◆ Work to be completed:
Go through the material below line by line and count those containing "blue". Write the count and nothing more.

◆ Material to process:
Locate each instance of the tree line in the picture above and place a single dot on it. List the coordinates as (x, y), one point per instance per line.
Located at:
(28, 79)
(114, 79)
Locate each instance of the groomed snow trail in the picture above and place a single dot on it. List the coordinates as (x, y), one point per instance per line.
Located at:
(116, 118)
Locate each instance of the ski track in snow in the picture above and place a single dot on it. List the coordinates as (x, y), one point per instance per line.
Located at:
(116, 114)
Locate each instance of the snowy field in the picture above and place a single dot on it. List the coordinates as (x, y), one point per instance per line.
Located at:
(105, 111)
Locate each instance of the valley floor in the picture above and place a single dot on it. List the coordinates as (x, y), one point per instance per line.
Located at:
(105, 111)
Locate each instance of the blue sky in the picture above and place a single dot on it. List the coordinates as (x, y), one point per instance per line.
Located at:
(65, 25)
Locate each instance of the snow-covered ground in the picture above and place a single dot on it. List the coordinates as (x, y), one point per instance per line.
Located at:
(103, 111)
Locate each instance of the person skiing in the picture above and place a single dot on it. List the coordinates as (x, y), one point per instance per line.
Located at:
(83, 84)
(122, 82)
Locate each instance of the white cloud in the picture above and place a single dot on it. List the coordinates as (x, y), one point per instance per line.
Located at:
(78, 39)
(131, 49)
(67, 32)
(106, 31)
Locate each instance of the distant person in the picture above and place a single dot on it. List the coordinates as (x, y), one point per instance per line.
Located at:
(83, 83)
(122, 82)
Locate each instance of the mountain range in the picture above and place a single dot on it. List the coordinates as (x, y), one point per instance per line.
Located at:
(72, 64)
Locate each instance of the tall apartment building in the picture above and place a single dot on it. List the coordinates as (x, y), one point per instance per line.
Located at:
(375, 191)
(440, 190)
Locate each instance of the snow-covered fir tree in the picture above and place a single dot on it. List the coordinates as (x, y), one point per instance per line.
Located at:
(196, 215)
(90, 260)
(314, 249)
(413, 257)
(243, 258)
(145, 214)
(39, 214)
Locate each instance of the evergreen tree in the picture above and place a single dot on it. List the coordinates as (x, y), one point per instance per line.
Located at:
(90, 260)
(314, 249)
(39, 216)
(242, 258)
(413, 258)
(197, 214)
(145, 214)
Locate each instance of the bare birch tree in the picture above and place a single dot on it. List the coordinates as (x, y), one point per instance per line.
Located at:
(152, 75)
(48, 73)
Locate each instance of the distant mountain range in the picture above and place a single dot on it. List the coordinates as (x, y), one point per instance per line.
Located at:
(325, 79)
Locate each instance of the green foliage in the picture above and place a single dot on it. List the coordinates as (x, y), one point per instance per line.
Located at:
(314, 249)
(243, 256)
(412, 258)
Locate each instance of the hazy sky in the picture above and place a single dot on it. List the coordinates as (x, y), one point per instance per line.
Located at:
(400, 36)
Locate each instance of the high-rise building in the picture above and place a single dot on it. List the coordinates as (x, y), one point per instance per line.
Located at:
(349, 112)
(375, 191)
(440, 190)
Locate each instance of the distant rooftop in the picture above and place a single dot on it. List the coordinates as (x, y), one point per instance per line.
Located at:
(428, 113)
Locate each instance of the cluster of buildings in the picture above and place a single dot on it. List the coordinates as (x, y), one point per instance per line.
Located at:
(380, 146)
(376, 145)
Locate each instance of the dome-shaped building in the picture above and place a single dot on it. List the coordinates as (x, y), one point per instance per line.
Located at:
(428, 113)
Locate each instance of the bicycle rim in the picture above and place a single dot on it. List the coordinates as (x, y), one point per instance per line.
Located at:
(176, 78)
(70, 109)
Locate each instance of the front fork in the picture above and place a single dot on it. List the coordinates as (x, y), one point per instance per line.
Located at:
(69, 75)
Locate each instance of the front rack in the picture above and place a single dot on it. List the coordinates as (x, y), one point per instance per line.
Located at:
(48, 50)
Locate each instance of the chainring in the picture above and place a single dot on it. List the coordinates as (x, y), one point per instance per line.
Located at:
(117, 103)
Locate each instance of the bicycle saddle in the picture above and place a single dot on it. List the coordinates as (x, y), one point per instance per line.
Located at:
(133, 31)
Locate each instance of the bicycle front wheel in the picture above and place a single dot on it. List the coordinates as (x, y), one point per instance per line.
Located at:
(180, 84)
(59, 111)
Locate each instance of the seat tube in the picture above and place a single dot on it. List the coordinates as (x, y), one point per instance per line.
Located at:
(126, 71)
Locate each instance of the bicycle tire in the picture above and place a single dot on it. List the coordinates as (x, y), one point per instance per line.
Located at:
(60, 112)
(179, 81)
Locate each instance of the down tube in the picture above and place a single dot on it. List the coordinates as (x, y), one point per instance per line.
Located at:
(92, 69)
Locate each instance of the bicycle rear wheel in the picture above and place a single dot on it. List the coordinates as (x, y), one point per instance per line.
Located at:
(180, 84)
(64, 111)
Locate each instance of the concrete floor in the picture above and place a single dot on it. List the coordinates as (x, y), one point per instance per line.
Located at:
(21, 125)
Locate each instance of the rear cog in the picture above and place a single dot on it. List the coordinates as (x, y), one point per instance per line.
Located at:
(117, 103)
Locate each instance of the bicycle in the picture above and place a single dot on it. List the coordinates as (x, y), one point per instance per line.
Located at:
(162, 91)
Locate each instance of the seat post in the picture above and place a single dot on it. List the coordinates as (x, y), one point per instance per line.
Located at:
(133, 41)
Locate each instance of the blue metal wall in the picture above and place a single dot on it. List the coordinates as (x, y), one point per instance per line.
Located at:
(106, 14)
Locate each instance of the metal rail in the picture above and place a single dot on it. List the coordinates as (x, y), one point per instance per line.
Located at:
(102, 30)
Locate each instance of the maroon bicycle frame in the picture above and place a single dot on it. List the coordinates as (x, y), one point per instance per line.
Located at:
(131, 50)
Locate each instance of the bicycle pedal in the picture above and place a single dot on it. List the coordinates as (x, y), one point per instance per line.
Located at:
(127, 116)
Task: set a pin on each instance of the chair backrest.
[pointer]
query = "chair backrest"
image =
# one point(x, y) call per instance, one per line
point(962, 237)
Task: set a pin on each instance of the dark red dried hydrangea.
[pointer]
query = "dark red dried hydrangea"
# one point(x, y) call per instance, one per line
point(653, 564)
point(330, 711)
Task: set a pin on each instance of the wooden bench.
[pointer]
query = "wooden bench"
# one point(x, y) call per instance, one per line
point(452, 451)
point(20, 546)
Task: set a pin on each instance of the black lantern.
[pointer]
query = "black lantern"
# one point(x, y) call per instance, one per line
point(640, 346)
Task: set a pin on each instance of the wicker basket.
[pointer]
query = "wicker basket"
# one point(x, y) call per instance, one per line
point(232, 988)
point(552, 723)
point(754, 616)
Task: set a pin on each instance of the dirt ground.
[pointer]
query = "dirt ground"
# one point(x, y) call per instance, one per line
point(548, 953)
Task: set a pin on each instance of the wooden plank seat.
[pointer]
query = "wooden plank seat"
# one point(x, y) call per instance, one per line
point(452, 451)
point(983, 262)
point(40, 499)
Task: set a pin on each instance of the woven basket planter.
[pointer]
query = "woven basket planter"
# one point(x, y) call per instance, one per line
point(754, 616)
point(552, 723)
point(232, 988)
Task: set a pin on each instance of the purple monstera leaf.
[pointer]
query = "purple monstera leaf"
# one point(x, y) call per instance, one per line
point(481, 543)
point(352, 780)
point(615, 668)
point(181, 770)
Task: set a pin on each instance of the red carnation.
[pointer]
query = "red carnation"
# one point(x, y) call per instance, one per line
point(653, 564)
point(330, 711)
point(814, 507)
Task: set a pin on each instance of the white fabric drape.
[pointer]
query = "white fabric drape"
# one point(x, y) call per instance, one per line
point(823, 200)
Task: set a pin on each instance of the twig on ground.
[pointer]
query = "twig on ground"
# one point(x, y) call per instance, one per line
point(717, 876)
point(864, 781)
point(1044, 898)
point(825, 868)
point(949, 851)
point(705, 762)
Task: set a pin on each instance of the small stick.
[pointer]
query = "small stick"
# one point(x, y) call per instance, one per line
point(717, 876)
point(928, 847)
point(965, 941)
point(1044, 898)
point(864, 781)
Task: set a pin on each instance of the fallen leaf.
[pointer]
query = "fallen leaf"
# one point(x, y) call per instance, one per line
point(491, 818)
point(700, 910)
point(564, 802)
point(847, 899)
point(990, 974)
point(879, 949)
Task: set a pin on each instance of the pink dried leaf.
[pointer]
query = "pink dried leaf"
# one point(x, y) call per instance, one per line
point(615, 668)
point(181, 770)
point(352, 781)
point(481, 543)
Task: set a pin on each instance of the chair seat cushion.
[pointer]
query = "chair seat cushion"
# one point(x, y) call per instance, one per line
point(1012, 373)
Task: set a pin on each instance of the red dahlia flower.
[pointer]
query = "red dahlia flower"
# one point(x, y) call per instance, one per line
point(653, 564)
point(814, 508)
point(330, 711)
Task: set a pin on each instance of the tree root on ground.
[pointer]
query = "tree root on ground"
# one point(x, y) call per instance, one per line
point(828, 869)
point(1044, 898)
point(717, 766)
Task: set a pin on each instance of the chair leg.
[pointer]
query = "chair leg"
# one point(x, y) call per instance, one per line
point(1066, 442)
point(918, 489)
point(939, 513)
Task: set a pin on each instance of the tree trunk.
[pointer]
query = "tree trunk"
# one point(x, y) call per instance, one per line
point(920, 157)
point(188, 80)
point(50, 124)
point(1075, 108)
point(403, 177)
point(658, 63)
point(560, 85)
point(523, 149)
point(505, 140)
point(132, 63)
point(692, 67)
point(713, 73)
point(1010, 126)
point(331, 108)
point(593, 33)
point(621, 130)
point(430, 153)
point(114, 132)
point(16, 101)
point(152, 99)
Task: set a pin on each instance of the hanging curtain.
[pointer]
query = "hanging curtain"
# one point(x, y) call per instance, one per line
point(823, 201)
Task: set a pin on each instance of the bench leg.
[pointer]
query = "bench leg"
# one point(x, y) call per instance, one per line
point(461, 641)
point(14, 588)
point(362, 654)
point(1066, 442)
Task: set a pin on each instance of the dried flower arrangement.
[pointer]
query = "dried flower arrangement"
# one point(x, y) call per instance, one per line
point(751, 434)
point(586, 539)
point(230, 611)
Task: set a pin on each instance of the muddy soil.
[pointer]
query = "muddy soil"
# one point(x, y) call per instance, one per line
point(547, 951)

◆ The completed task:
2